* _Written instruction_:
Could you give the material below again with every "Drop one point per instance" replaced by "Place one point per instance" and everything else left unchanged?

━━ Record extracts ━━

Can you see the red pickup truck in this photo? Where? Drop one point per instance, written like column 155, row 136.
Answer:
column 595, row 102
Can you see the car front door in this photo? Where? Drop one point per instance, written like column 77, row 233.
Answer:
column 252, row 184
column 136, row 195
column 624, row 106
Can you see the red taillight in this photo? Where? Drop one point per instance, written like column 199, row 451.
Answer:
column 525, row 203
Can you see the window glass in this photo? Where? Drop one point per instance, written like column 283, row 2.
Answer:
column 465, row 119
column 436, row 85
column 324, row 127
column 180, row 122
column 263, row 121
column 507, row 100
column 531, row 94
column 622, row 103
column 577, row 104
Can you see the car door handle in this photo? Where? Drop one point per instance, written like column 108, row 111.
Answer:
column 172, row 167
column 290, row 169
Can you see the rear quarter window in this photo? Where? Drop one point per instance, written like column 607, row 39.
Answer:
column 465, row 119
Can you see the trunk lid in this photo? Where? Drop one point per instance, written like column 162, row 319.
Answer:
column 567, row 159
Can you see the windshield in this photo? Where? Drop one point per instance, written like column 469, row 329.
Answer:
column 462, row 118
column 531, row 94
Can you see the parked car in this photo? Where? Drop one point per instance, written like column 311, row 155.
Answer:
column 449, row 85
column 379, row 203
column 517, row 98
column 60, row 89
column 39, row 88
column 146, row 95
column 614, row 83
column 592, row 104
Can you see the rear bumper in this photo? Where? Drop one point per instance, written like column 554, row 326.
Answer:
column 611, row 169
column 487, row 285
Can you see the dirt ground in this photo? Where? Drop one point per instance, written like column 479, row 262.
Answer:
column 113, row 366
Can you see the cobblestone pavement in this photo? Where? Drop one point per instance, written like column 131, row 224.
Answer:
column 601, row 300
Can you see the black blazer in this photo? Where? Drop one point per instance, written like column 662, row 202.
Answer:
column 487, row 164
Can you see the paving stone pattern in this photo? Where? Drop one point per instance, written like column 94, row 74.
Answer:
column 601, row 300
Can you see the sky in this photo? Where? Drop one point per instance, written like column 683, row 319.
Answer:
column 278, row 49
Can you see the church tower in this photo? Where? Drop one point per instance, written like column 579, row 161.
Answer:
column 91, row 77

━━━

* _Exercise response_:
Can you see the red pickup truck in this photo? Where? Place one point per instance, written like column 155, row 136.
Answer:
column 595, row 102
Can you see the car front door in this photo? Where? Place one point per instance, written like column 77, row 233.
Answer:
column 252, row 184
column 136, row 195
column 624, row 106
Can you see the red taillight in this photo? Where? Place one point per instance, written like column 199, row 451.
Answer:
column 525, row 203
Can you see the window glass in this photo? Where? Place one point per instance, written like column 283, row 2.
Answer:
column 465, row 119
column 436, row 85
column 324, row 127
column 180, row 122
column 263, row 121
column 507, row 100
column 531, row 94
column 622, row 103
column 577, row 104
Can you see the car door handle in this photo? Where? Place one point per instance, written like column 108, row 111.
Answer:
column 172, row 167
column 290, row 169
Can you see the rear quarter window in this photo? Where? Place one point per instance, written like column 607, row 39.
Answer:
column 465, row 119
Can you see the trunk lid in this photo? Where? Place one point per instance, written like column 162, row 319.
Answer:
column 567, row 159
Can you see the windshield in this photo? Where? Place one point per instance, written like column 469, row 329.
Answer:
column 462, row 118
column 531, row 94
Can you see the parked car in this photo? Where? Place one point per instance, written like column 311, row 155.
Answer:
column 449, row 85
column 379, row 203
column 517, row 98
column 60, row 89
column 39, row 88
column 146, row 95
column 614, row 83
column 592, row 104
Can you see the rear bumper in this photo? Where? Place one point per instance, written like column 554, row 326.
Answer:
column 611, row 169
column 487, row 285
Can you see the dirt ground in this photo? Where? Place one point per instance, written like column 479, row 262.
Answer:
column 113, row 366
Can you see the cobblestone pavement in this photo? Where? Place one point per instance, written like column 131, row 224.
Answer:
column 601, row 300
Can you see the black blazer in this photo? Where? Place one point per instance, written like column 662, row 202.
Answer:
column 487, row 164
Can you see the paving stone pattern in this photo? Where? Place one point per instance, written like column 94, row 74.
Answer:
column 601, row 300
Can you see the sky in this photo? Where? Place one point per instance, written like column 683, row 319.
Answer:
column 278, row 49
Can you see the church tower in this photo? Where? Place one point per instance, written like column 579, row 161.
Answer:
column 91, row 77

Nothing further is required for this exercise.